[Extracted data]:
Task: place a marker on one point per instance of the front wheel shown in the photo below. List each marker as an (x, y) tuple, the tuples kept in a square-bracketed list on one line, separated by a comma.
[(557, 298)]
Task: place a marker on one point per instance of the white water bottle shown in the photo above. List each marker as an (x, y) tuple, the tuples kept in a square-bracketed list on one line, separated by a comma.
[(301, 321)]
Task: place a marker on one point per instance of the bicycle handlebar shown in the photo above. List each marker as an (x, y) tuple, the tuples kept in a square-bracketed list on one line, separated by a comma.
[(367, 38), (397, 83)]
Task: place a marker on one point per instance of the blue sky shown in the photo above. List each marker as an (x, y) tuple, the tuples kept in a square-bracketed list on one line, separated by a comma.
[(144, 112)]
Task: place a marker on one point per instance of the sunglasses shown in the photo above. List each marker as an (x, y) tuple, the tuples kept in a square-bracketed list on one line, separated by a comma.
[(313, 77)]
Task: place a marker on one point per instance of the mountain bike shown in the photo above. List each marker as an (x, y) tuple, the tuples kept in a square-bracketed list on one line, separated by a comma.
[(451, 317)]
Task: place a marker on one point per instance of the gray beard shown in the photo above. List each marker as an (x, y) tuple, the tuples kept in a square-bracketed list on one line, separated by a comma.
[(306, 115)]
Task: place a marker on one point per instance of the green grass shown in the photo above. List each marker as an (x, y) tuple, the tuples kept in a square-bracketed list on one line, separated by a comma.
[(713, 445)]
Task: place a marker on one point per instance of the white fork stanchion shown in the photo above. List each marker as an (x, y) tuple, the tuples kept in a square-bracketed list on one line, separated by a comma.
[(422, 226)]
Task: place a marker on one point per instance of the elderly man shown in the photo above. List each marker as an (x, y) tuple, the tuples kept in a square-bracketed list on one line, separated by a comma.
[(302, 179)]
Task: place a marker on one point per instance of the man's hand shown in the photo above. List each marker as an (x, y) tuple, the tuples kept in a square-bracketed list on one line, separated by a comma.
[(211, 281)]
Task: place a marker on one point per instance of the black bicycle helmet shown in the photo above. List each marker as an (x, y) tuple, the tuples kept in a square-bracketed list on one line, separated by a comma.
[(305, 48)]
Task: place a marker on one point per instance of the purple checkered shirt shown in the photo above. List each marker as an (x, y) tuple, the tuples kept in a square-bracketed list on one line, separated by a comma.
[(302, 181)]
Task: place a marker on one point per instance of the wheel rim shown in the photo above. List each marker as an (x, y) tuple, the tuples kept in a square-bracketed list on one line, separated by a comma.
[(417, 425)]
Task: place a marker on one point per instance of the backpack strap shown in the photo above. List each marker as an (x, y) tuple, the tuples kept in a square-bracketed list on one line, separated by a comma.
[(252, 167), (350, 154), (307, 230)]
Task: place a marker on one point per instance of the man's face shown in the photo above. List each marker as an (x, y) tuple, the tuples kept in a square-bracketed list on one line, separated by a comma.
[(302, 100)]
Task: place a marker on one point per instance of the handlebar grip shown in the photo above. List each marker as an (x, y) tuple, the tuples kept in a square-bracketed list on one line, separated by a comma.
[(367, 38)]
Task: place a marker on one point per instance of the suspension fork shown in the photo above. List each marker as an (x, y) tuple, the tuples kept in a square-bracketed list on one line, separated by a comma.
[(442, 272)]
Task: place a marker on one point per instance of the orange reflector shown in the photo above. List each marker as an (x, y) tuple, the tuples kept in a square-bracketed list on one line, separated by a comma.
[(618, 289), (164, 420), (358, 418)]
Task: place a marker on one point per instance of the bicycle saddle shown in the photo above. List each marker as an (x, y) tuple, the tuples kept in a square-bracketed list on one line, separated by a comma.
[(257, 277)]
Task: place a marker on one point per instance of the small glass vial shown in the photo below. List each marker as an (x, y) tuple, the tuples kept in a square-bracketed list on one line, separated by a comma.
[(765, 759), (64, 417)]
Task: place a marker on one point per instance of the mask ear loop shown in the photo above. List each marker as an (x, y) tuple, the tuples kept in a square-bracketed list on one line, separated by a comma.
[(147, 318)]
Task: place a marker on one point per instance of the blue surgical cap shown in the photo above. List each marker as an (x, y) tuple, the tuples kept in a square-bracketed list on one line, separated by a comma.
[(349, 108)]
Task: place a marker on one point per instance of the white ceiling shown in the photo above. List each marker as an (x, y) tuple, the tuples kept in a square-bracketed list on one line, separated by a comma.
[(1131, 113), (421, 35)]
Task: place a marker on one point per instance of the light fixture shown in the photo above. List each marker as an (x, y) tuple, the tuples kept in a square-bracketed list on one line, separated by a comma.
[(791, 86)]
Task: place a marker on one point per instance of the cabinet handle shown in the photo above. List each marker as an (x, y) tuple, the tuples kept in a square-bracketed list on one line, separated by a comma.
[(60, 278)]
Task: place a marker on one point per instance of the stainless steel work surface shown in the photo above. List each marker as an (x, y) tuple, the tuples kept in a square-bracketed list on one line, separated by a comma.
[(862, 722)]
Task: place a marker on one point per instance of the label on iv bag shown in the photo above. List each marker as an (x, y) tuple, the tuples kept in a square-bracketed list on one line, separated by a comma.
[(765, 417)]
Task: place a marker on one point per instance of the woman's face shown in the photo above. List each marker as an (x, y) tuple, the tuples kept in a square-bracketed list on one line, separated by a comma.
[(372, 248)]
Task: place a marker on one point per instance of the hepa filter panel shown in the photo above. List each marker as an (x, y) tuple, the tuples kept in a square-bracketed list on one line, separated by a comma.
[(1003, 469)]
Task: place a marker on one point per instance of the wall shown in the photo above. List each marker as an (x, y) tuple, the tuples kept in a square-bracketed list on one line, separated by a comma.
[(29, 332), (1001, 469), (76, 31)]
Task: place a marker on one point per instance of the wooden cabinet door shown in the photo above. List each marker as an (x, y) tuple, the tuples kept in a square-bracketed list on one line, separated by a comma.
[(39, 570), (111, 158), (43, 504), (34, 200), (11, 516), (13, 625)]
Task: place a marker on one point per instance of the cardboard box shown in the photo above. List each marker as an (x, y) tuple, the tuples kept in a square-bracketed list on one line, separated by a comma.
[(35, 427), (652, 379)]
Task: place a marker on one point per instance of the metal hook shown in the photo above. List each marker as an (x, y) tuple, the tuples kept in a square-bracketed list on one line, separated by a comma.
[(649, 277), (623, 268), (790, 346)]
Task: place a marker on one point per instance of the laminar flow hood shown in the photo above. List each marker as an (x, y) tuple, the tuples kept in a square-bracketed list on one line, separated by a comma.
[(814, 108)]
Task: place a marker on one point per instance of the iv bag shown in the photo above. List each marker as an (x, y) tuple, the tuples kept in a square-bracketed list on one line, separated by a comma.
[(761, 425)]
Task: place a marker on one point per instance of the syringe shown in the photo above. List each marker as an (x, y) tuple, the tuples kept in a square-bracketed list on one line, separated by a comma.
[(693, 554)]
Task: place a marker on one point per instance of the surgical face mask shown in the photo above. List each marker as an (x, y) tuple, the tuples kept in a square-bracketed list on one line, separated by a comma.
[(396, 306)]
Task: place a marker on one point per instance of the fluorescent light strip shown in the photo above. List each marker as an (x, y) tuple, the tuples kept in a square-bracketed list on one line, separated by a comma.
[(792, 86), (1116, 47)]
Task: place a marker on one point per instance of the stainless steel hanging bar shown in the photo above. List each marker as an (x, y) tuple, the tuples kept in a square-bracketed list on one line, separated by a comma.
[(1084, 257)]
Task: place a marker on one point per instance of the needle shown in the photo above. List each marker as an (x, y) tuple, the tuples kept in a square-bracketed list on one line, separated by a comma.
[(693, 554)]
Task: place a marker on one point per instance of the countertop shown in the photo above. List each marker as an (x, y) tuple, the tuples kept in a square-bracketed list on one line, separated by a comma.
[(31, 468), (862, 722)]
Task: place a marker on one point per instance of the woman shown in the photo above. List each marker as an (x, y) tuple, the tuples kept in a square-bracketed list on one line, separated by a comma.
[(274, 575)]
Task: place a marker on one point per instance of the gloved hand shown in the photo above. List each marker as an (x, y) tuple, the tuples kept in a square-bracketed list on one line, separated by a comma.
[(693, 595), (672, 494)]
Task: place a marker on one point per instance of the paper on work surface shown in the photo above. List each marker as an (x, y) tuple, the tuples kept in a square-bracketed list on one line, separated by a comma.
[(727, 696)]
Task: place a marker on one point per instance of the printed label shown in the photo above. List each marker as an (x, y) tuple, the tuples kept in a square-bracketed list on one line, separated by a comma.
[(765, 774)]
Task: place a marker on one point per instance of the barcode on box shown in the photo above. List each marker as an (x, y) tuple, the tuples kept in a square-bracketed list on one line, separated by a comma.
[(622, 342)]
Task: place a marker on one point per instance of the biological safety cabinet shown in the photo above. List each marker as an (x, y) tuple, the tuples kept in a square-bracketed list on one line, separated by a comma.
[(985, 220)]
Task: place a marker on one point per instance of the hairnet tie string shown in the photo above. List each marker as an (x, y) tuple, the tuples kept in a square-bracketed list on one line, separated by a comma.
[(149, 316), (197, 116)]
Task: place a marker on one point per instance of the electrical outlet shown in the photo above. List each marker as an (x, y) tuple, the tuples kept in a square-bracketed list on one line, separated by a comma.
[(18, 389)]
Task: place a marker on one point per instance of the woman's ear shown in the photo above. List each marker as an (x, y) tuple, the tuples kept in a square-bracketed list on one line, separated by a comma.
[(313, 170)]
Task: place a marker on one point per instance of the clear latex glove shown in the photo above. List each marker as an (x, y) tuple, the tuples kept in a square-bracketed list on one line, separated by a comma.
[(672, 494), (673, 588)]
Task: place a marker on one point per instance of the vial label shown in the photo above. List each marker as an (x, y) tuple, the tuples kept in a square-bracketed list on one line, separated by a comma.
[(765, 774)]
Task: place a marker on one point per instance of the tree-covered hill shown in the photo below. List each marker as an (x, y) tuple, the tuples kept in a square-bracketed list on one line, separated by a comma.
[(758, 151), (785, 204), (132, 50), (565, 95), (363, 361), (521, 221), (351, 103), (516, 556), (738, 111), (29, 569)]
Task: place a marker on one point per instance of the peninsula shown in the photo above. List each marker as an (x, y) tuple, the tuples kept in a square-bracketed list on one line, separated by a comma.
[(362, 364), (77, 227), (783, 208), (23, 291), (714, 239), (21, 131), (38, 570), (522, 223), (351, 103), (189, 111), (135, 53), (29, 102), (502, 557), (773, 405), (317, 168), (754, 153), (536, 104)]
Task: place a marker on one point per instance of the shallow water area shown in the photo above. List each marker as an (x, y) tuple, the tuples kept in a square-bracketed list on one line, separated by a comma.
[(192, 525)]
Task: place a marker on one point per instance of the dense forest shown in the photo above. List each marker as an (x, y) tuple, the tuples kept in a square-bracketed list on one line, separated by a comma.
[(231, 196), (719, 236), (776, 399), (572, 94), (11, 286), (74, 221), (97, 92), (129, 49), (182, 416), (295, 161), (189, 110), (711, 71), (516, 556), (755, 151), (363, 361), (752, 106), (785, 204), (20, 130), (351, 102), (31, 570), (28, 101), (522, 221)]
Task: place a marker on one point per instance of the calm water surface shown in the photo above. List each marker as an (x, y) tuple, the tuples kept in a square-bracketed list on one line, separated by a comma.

[Task statement]: Please give everything in the records above from the line containing "of the laminar" down to the line containing "[(761, 425)]" as a Markdown table with the columns Row and Line, numbering each line and leaving out any blank lines.

[Result for this task]:
| Row | Line |
|---|---|
| 1 | Task: place a marker on one point per instance of the laminar flow hood shown in the photo above. List each marker as an (x, y) tuple, the tuples kept in a square-bracketed list on one line, separated by a comma. |
| 2 | [(814, 108)] |
| 3 | Task: place a marker on one point per instance of the iv bag shown in the photo above. List each marker as an (x, y) tuple, the tuples kept in a square-bracketed list on one line, separated by a comma. |
| 4 | [(761, 425)] |